* **WHAT YOU ARE ASKED TO DO**
Render every line of the material below as a JSON list of strings, one string per line, leaving out blank lines.
Start of RECORDS PROVIDED
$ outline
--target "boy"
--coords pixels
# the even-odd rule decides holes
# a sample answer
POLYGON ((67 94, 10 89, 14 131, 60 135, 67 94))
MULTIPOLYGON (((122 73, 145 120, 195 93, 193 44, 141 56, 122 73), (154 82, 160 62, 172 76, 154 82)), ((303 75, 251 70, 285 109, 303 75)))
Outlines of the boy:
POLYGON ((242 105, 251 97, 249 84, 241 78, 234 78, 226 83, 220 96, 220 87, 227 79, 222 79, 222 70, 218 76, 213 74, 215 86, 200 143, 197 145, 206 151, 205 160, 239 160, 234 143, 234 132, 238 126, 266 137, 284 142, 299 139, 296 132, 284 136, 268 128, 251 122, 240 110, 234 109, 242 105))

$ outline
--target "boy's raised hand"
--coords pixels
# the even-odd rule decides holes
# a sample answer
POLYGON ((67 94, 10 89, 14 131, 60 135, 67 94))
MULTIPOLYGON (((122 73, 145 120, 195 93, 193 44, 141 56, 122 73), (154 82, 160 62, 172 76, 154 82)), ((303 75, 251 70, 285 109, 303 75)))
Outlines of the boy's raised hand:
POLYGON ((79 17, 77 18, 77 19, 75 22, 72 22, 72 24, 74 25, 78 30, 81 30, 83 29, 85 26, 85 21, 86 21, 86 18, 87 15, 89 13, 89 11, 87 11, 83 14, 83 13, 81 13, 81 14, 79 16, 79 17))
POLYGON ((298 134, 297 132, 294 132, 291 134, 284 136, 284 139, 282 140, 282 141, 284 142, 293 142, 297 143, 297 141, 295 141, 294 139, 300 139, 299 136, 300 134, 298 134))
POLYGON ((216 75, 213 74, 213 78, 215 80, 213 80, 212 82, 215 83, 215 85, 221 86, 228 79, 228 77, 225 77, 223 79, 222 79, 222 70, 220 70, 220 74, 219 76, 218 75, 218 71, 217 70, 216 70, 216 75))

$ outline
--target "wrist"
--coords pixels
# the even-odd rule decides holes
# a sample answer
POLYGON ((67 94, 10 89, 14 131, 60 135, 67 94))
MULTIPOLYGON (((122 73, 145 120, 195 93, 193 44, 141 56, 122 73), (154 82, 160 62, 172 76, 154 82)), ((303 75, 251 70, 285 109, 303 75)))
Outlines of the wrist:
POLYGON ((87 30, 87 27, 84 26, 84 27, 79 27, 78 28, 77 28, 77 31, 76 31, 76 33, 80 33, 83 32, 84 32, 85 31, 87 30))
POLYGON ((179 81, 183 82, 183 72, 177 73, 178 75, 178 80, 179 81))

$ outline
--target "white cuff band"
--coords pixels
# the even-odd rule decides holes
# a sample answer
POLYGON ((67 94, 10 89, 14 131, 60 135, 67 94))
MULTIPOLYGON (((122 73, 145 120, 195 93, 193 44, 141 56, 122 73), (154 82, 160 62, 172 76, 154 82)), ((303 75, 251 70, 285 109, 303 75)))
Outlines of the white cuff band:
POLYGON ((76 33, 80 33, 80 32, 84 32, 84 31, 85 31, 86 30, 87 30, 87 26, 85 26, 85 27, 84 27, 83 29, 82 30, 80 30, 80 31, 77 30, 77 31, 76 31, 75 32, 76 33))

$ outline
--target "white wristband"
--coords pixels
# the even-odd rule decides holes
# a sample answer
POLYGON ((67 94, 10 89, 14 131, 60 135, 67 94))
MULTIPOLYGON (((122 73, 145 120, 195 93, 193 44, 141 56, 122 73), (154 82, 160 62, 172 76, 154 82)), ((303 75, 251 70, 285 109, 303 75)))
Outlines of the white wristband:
End of RECORDS PROVIDED
* **OUTPUT**
[
  "$ outline",
  "--target \"boy\"",
  "--coords pixels",
  "# the even-odd rule decides holes",
  "# a sample answer",
  "POLYGON ((67 94, 10 89, 14 131, 60 135, 67 94))",
  "MULTIPOLYGON (((122 73, 145 120, 195 93, 193 44, 141 56, 122 73), (154 82, 160 62, 172 76, 154 82)), ((303 75, 251 70, 285 109, 303 75)))",
  "Outlines of the boy:",
  "POLYGON ((242 105, 251 97, 249 84, 241 78, 234 78, 226 83, 220 96, 220 87, 227 79, 222 79, 222 70, 218 76, 213 74, 215 86, 200 143, 197 145, 206 151, 205 160, 239 160, 234 143, 234 132, 238 126, 266 137, 284 142, 299 139, 296 132, 284 136, 268 128, 251 122, 240 110, 234 109, 242 105))",
  "$ outline",
  "--target \"boy's raised hand\"",
  "--coords pixels",
  "# the even-odd rule decides holes",
  "# a sample answer",
  "POLYGON ((67 94, 10 89, 14 131, 60 135, 67 94))",
  "MULTIPOLYGON (((122 73, 145 120, 195 93, 193 44, 141 56, 122 73), (154 82, 160 62, 172 76, 154 82)), ((303 75, 251 70, 285 109, 303 75)))",
  "Outlines of the boy's raised hand:",
  "POLYGON ((79 17, 77 18, 77 19, 75 22, 72 22, 72 24, 74 25, 78 30, 81 30, 83 29, 85 26, 85 21, 86 21, 86 18, 87 15, 89 13, 89 11, 87 11, 83 14, 83 13, 81 13, 81 14, 79 16, 79 17))",
  "POLYGON ((298 134, 297 132, 294 132, 291 134, 284 136, 284 139, 282 140, 282 141, 284 142, 293 142, 297 143, 297 141, 295 141, 294 139, 300 139, 299 136, 300 134, 298 134))",
  "POLYGON ((216 75, 213 74, 213 78, 215 80, 213 80, 212 82, 215 83, 215 85, 221 86, 228 79, 228 77, 225 77, 223 79, 222 79, 222 70, 220 70, 220 74, 219 76, 218 75, 218 71, 217 70, 216 70, 216 75))",
  "$ outline",
  "--target \"wrist\"",
  "--coords pixels",
  "# the even-odd rule decides holes",
  "# a sample answer",
  "POLYGON ((67 94, 10 89, 14 131, 60 135, 67 94))",
  "MULTIPOLYGON (((122 73, 145 120, 195 93, 193 44, 141 56, 122 73), (154 82, 160 62, 172 76, 154 82)), ((303 75, 251 70, 285 109, 303 75)))",
  "Outlines of the wrist:",
  "POLYGON ((87 30, 87 27, 84 26, 84 27, 79 27, 78 28, 77 28, 77 31, 76 31, 76 33, 80 33, 83 32, 84 32, 85 31, 87 30))",
  "POLYGON ((179 81, 183 82, 183 72, 177 73, 178 75, 178 80, 179 81))",
  "$ outline",
  "--target \"white cuff band\"",
  "--coords pixels",
  "# the even-odd rule decides holes",
  "# a sample answer",
  "POLYGON ((67 94, 10 89, 14 131, 60 135, 67 94))",
  "MULTIPOLYGON (((122 73, 145 120, 195 93, 193 44, 141 56, 122 73), (154 82, 160 62, 172 76, 154 82)), ((303 75, 251 70, 285 109, 303 75)))",
  "Outlines of the white cuff band:",
  "POLYGON ((76 33, 80 33, 80 32, 84 32, 84 31, 85 31, 86 30, 87 30, 87 26, 85 26, 85 27, 84 27, 83 29, 82 30, 80 30, 80 31, 77 30, 77 31, 76 31, 75 32, 76 33))",
  "$ outline",
  "--target \"white wristband\"",
  "--coords pixels",
  "# the even-odd rule decides holes",
  "# a sample answer",
  "POLYGON ((67 94, 10 89, 14 131, 60 135, 67 94))",
  "MULTIPOLYGON (((122 73, 145 120, 195 93, 193 44, 141 56, 122 73), (154 82, 160 62, 172 76, 154 82)), ((303 75, 251 70, 285 109, 303 75)))",
  "Outlines of the white wristband:"
]